*Task requirements*
Can you recast only the entries in the stretch from the line containing "Please locate the pink" through the line containing "[460,459,531,592]", both ends included, as a two-column CSV with the header text,answer? Give one row per entry, with its text and its answer each in a single quoted field and any line breaks turned into spaces.

*Records supplied*
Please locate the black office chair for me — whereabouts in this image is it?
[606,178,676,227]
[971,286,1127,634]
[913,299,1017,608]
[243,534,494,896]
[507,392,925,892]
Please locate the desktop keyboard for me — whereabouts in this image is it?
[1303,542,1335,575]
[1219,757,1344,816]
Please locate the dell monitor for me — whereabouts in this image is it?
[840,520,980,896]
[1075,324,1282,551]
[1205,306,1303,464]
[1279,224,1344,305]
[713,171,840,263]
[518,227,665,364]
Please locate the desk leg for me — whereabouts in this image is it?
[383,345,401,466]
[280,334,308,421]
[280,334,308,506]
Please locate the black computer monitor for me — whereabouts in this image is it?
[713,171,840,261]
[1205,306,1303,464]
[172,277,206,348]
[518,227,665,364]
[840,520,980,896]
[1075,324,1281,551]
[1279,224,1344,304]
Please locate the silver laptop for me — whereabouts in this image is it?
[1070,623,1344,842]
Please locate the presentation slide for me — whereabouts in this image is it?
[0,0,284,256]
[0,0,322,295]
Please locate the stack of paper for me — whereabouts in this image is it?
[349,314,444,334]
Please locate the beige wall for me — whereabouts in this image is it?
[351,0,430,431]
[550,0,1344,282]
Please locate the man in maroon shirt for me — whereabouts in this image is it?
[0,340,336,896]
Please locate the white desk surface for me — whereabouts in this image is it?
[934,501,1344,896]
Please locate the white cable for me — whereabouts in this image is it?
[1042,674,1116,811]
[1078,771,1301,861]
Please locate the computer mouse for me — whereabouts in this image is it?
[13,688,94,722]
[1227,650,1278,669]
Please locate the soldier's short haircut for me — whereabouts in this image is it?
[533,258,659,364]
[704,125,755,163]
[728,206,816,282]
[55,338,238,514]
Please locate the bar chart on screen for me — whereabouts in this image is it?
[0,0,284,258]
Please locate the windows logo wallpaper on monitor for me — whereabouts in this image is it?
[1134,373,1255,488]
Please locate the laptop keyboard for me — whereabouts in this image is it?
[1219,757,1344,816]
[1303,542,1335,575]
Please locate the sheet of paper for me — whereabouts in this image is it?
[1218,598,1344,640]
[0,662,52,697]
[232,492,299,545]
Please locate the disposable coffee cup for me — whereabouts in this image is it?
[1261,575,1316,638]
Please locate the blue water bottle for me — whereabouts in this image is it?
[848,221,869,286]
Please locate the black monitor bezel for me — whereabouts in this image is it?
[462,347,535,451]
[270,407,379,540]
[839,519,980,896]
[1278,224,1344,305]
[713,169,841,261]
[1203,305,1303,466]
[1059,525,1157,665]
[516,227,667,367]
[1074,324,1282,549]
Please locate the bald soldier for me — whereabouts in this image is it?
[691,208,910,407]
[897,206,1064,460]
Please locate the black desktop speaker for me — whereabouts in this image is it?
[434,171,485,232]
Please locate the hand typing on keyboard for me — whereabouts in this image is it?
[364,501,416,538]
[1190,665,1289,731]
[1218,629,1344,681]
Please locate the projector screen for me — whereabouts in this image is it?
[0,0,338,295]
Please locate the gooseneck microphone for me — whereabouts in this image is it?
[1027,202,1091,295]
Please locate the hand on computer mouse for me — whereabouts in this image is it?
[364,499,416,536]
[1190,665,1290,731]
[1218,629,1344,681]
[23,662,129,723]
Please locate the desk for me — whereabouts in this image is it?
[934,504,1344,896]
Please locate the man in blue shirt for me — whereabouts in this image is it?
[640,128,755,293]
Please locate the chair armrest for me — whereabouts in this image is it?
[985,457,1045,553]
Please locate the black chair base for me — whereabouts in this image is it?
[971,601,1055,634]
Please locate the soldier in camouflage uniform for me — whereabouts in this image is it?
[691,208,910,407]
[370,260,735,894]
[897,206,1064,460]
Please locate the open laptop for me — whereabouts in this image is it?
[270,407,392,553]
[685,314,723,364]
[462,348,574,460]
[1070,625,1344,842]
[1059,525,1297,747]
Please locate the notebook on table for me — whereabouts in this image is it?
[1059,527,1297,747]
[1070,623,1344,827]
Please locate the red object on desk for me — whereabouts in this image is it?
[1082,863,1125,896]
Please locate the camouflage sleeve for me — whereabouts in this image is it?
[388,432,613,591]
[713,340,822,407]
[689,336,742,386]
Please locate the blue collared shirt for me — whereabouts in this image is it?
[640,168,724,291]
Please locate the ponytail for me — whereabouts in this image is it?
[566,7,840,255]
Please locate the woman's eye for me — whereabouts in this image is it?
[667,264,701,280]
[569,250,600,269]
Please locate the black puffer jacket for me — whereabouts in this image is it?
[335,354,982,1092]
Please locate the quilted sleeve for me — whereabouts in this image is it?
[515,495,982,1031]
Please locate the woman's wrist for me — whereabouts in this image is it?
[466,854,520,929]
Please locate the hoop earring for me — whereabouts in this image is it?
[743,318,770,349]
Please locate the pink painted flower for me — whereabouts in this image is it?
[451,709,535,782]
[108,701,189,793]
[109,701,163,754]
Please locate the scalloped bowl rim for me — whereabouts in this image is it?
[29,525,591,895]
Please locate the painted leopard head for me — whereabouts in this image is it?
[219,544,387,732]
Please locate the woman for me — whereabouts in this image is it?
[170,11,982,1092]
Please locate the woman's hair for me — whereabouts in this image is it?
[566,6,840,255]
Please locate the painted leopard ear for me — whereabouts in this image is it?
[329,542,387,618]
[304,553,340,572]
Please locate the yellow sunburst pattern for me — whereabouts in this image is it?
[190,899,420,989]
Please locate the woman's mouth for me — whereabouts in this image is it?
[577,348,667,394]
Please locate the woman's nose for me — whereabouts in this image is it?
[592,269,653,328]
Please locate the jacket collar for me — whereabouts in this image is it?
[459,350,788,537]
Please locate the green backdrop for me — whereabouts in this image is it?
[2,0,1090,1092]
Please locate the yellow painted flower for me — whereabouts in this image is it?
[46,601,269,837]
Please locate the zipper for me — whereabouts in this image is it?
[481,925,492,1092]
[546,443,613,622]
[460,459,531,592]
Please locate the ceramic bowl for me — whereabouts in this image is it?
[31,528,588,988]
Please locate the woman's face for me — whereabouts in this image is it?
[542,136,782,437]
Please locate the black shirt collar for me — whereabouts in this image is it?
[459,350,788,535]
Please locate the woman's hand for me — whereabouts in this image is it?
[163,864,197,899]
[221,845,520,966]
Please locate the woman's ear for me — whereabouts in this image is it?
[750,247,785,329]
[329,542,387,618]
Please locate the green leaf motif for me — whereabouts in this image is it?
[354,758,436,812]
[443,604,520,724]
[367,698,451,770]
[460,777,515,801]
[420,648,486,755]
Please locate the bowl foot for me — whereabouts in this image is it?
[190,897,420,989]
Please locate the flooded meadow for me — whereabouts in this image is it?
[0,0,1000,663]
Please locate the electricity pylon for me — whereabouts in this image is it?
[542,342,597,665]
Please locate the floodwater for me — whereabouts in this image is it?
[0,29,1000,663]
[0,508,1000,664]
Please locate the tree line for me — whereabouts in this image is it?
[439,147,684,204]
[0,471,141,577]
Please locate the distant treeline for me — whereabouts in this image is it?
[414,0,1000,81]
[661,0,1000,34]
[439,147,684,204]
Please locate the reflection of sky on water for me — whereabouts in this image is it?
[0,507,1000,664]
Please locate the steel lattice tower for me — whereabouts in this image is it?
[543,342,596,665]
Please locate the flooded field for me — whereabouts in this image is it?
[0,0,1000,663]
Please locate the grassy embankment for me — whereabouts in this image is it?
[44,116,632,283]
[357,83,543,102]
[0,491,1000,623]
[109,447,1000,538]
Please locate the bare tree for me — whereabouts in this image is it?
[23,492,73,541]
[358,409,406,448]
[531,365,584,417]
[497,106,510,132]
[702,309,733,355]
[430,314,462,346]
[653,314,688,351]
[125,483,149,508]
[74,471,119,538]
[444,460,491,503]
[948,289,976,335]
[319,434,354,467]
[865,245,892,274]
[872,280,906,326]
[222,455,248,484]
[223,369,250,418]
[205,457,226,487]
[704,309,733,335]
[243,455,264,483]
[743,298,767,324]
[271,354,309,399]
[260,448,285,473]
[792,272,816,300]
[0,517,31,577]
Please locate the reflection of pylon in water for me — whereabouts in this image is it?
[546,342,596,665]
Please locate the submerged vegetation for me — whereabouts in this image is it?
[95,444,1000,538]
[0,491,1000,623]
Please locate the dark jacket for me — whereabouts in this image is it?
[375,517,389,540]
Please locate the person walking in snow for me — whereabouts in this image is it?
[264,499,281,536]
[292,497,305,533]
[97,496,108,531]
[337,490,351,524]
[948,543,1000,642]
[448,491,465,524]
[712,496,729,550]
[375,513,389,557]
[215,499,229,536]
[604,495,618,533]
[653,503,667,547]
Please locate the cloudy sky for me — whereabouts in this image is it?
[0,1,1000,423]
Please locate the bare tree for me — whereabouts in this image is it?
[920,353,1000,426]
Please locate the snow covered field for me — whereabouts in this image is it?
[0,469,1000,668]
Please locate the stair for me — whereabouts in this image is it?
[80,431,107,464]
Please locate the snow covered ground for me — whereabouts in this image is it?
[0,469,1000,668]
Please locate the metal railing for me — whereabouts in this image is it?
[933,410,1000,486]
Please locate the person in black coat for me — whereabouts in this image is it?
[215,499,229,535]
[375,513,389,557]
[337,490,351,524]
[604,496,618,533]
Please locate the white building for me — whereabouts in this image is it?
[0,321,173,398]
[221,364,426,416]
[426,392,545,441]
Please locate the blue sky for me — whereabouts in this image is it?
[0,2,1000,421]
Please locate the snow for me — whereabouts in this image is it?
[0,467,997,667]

*Response below*
text,answer
"Please locate the pink painted flower for me — whereabouts in this image is it?","[451,709,535,782] [108,701,189,793] [109,701,163,754]"
"Please locate the scalloped bowl rim for me — whereabouts in this image is it?","[29,525,591,895]"
"Please locate the painted leopard head for me — whereabouts in this image is it?","[219,544,387,732]"
"Please locate the woman for me — whereabouts in this image is it?","[170,11,982,1092]"
"Please locate the woman's hair for me — whereabouts in this image is it?","[566,6,840,255]"
"Please locate the painted leopard ear for me — whereabouts in this image is it?","[329,542,387,618] [304,553,340,572]"
"Please locate the yellow sunburst pattern for me — whereabouts in this image is it?","[190,899,420,989]"
"Please locate the woman's mouth for me — whereabouts in this image is it?","[577,348,667,394]"
"Please locate the woman's nose for me — whereabouts in this image is it?","[592,269,653,328]"
"Please locate the jacket collar for me — whereabouts in this image is it?","[459,350,788,537]"
"Please locate the green backdrop for me — whereabouts in this image is it?","[2,0,1090,1092]"
"Please locate the yellow painted flower for me — whereabouts in this image is it?","[46,601,269,837]"
"Please locate the zipper for me — whereabouts in this image is it?","[481,925,492,1092] [546,443,613,622] [460,459,531,592]"